==== Records provided ====

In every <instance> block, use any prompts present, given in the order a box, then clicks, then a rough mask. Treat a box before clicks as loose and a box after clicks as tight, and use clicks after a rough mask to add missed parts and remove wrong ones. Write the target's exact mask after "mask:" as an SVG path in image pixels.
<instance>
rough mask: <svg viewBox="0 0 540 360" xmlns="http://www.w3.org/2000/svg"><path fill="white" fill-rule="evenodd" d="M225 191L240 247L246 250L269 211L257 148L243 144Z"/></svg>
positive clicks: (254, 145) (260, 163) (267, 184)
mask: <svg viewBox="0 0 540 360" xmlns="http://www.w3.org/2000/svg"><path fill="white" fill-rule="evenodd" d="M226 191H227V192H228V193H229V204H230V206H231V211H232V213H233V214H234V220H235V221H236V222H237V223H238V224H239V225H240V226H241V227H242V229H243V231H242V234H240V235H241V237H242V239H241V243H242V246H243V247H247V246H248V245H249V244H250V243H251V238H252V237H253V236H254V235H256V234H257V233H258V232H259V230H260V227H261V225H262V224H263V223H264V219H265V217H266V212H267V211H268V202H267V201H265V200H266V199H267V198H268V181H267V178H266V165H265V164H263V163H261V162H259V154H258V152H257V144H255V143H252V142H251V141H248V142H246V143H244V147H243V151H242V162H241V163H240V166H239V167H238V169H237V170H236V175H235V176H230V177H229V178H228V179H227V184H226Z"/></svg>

====

**Your assignment**: Please return each line of the data above in which the word "instance" occurs.

**Exercise result**:
In every <instance> block, use any prompts present, given in the order a box, then clicks, then a rough mask. Treat a box before clicks as loose and a box after clicks as tight, and use clicks after a rough mask to add missed parts and remove wrong ones. Write the target's exact mask after "mask:" as an SVG path in image pixels.
<instance>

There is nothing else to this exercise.